Excerpt to read —

Transcutaneous electric nerve stimulation (TENS) for cancer pain in adults

Author: Robb KA, Bennett MI, Johnson MI, Simpson KJ, Oxberry SG
Affiliation: c/o Physiotherapy Department, Bart\'s Hospital, Kenton and Lucas Block, West Smithfield, London, UK, EC1A 7BE.
Conference/Journal: Cochrane Database Syst Rev.
Date published: 2008 Jul
Other: Volume ID: 16 , Issue ID: 3 , Word Count: 347


BACKGROUND: Cancer-related pain is complex and multi-dimensional but the mainstay of cancer pain management has predominately used a biomedical approach. There is a need for non-pharmacological and innovative approaches. Transcutaneous Electric Nerve Stimulation (TENS) may have a role for a significant number of patients but the effectiveness of TENS is currently unknown. OBJECTIVES: The aim of this systematic review was to determine the effectiveness of TENS for cancer-related pain in adults. SEARCH STRATEGY: We searched The Cochrane Library, MEDLINE, EMBASE, CINAHL, PsychINFO, AMED and PEDRO databases (11/04/08). SELECTION CRITERIA: Only randomised controlled trials (RCTS) investigating the use of TENS for the management of cancer-related pain in adults were included. DATA COLLECTION AND ANALYSIS: The search strategy identified 37 possible published studies which were divided between two pairs of review authors that decided on study selection. A study eligibility form was used to screen each abstract and where study eligibility could not be determined from the abstract, the full paper was obtained and assessed by one pair of review authors. A standardised data extraction sheet was used to collect information on the studies and the quality of the studies was assessed independently by two review authors using the validated five-point Oxford Quality Scale. Final scores were discussed and agreed between all four review authors. The small sample sizes and differences in patient study populations of the two included studies prevented meta-analysis. MAIN RESULTS: Only two RCTs met the eligibility criteria (64 participants). These studies were heterogenous with respect to study population, sample size, study design, methodological quality, mode of TENS, treatment duration, method of administration and outcome measures used. In one RCT, there were no significant differences between TENS and placebo in women with chronic pain secondary to breast cancer treatment. In the other RCT, there were no significant differences between acupuncture-type TENS and sham in palliative care patients; this study was underpowered. AUTHORS\' CONCLUSIONS: The results of this systematic review are inconclusive due to a lack of suitable RCTs. Large multi-centre RCTs are required to assess the value of TENS in the management of cancer-related pain in adults.

Image point grounding data
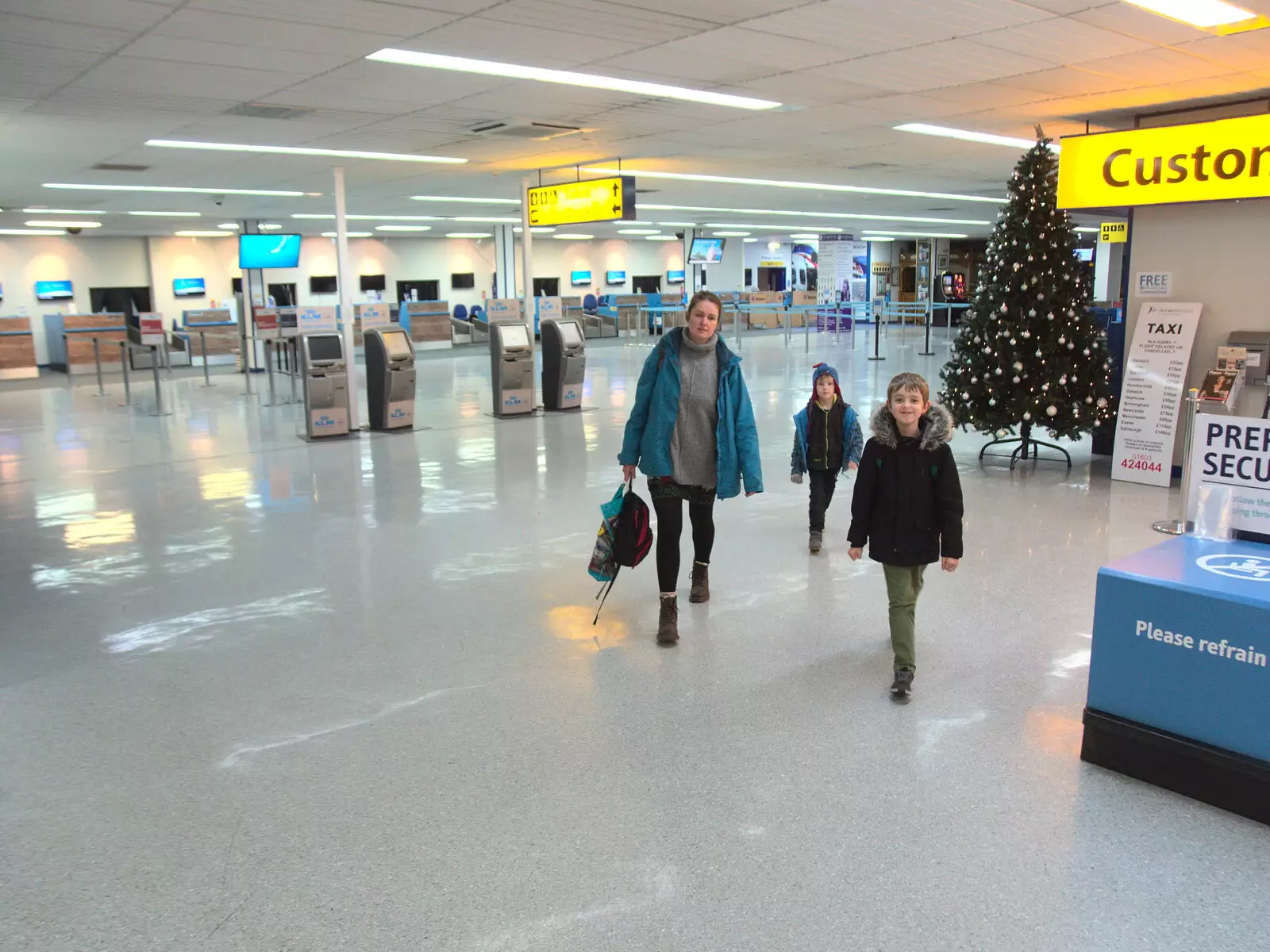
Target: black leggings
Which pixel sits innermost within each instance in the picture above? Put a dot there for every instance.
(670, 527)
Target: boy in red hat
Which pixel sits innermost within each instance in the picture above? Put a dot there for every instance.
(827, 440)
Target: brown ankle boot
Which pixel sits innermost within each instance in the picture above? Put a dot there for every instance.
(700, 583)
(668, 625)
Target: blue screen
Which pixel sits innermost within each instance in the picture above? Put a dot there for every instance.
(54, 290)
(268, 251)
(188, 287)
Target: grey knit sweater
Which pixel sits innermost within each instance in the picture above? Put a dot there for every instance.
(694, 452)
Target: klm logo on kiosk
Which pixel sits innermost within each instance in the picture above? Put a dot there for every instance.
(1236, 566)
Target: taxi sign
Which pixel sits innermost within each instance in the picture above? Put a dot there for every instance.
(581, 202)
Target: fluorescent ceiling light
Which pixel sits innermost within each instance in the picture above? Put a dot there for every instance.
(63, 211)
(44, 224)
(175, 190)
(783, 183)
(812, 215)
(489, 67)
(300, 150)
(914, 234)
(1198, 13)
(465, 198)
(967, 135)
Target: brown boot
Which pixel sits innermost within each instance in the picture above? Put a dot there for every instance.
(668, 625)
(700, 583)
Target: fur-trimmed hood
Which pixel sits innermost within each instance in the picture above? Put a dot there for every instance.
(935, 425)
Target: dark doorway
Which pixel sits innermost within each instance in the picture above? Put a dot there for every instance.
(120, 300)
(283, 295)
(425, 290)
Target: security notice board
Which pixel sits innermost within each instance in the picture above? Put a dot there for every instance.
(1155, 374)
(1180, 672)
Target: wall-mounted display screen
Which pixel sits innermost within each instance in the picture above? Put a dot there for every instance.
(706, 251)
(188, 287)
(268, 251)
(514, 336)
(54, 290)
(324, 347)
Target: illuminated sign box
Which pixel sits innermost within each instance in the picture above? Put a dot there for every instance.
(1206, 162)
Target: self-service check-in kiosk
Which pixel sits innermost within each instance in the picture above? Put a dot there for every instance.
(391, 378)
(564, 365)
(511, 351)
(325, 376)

Work instructions — According to the TENS review abstract, how many participants were in the two randomized controlled trials that met the eligibility criteria?

Response box — 64 participants.